Trecho selecionado:
►

Que de vítimas pois não se subtraíram a uma morte antecipada! Que de
cidadãos conservados ao Estado! E que satisfação não devem
experimentar, aqueles que
concorreram para uma tão nobre empresa, que se tem estendido a todas as
províncias! Mas eu conheço que estou usurpando um direito, que hoje me não
pertence, e o senhor Francisco
Elias Rodrigues da Silveira deve logo anunciar-vos os louváveis
esforços da instituição, e dos seus beneméritos correspondentes. A
Comissão de Historia traz entre mãos duas obras importantes, que os
eruditos desejam há muito tempo: é a primeira
a publicação das antigas Crónicas do Sr. Rei D.
Pedro
I,
e D. Fernando; escritas ao que parece originalmente por
Fernão Lopes, e retocadas depois pelo outro cronista Rui de Pina. É
certo, que José Pereira Baião tinha já imprimido a Crónica do Sr. D.

◄

Instrução 1: Transcreva sem nenhuma alteração o intervalo dos registros que vai do início deles até a linha que contém "[(619, 111)]", incluindo as duas pontas. Deixe as imagens fora da resposta.

[Registros contidos em um conjunto de dados]
►

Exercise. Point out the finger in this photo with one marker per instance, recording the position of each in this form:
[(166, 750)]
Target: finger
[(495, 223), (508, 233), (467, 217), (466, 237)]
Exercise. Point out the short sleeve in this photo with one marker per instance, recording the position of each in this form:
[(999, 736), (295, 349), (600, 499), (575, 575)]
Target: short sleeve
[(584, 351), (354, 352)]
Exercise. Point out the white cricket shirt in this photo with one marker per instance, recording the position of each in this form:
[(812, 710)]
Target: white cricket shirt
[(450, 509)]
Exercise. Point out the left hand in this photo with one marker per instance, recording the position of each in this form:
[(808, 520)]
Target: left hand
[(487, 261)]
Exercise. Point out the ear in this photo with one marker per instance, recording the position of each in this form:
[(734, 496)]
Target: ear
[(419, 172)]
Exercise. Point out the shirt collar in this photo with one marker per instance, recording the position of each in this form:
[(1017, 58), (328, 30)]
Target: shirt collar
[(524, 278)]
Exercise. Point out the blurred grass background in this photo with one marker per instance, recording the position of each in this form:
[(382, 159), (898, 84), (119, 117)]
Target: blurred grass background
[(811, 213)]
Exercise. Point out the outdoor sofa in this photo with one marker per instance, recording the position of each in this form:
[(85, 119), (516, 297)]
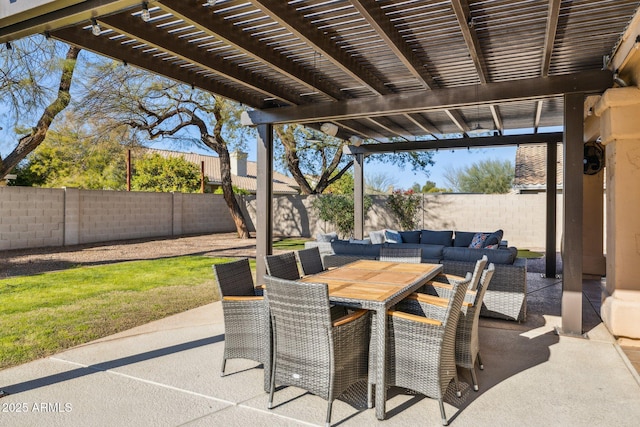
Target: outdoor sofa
[(505, 297)]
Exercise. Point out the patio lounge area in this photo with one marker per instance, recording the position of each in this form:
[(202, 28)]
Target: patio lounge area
[(167, 373)]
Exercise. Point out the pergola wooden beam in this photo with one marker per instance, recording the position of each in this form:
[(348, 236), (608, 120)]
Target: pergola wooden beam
[(430, 100)]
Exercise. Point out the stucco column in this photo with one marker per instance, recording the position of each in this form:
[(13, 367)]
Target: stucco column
[(619, 111)]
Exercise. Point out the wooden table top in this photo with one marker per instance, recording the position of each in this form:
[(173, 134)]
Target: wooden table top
[(372, 280)]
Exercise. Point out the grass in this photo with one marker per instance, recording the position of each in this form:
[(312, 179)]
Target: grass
[(291, 244), (46, 313), (526, 253)]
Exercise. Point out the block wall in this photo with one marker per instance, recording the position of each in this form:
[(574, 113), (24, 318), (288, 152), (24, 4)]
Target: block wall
[(31, 218)]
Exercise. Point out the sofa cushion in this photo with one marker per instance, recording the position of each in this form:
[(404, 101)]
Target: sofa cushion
[(463, 238), (365, 251), (410, 236), (392, 236), (478, 240), (497, 256), (377, 236), (428, 251), (429, 237), (328, 237)]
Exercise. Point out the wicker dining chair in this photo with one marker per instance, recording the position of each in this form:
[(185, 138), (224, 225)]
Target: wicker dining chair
[(467, 342), (283, 266), (421, 338), (310, 351), (310, 261), (246, 315), (408, 255), (475, 278)]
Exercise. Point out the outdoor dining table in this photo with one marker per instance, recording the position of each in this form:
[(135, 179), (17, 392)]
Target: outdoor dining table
[(376, 286)]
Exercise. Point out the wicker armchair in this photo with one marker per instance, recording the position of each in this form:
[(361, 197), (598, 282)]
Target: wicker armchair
[(421, 343), (310, 261), (246, 316), (409, 255), (467, 342), (310, 350), (283, 266)]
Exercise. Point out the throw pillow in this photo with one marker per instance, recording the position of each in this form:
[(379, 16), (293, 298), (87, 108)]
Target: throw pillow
[(494, 238), (360, 242), (392, 236), (328, 237), (478, 240), (430, 237), (377, 237)]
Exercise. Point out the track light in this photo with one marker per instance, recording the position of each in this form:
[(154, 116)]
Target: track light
[(329, 129), (95, 27), (355, 140), (145, 15)]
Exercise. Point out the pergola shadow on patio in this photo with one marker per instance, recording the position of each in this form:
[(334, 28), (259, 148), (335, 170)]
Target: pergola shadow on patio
[(167, 373)]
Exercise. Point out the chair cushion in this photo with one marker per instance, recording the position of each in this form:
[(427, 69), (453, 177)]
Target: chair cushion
[(430, 237), (392, 236), (410, 236)]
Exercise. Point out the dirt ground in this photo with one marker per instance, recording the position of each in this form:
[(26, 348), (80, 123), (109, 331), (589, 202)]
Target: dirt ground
[(21, 262)]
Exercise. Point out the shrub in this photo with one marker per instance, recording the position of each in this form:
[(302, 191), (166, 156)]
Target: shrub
[(404, 206)]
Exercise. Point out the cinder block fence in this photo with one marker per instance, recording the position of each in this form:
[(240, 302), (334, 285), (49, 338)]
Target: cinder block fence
[(39, 217)]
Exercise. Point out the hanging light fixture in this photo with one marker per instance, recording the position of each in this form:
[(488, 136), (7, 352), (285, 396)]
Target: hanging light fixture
[(478, 129), (95, 27), (145, 15)]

◄

Instrução 2: Repita na íntegra, sem mudar nada, o trecho selecionado.

Resultado da tarefa 1:
Exercise. Point out the finger in this photo with one marker per instance, recording the position of each in this form:
[(166, 750)]
Target: finger
[(495, 223), (508, 233), (467, 217), (466, 237)]
Exercise. Point out the short sleeve in this photo with one marker per instance, recording the position of each in this form:
[(999, 736), (295, 349), (600, 499), (575, 575)]
Target: short sleeve
[(584, 351), (354, 352)]
Exercise. Point out the white cricket shirt in this photo with one marker per instance, recording the position of each in this form:
[(812, 710)]
Target: white cricket shirt
[(450, 509)]
Exercise. Point out the left hand in this photo with one marker per instance, recording the position of each in this form:
[(808, 520)]
Target: left hand
[(487, 261)]
Exercise. Point out the ear in this photo with one marker per instance, recording the position of each in this form:
[(734, 496)]
Target: ear
[(419, 172)]
Exercise. Point out the shirt collar in this photo with one marker per instance, recording the position of each in this form:
[(1017, 58), (328, 30)]
Target: shirt collar
[(524, 278)]
Exercise. Point out the blurred grass background in this photo with one marker per instance, recording the position of each in this form:
[(382, 159), (898, 84), (119, 117)]
Target: blurred grass background
[(811, 213)]
Exercise. Point out the outdoor sofa in this photo with one marker per instance, recording the position of each in this form:
[(85, 119), (516, 297)]
Target: outdoor sofa
[(505, 297)]
Exercise. Point out the patio lounge area in this photo with one marker per instance, recording the position of each in this form:
[(202, 28)]
Target: patio lounge area
[(167, 373)]
Exercise. Point out the pergola wooden beam in this photo with one marker per instance, recording the position of each in this form:
[(348, 236), (608, 120)]
Target: pergola wooden beam
[(430, 100)]
Exercise. Point out the stucco column in this photo with one marker per instance, recording the position of each in this form:
[(13, 367)]
Target: stucco column
[(619, 111)]

Resultado da tarefa 2:
Que de vítimas pois não se subtraíram a uma morte antecipada! Que de
cidadãos conservados ao Estado! E que satisfação não devem
experimentar, aqueles que
concorreram para uma tão nobre empresa, que se tem estendido a todas as
províncias! Mas eu conheço que estou usurpando um direito, que hoje me não
pertence, e o senhor Francisco
Elias Rodrigues da Silveira deve logo anunciar-vos os louváveis
esforços da instituição, e dos seus beneméritos correspondentes. A
Comissão de Historia traz entre mãos duas obras importantes, que os
eruditos desejam há muito tempo: é a primeira
a publicação das antigas Crónicas do Sr. Rei D.
Pedro
I,
e D. Fernando; escritas ao que parece originalmente por
Fernão Lopes, e retocadas depois pelo outro cronista Rui de Pina. É
certo, que José Pereira Baião tinha já imprimido a Crónica do Sr. D.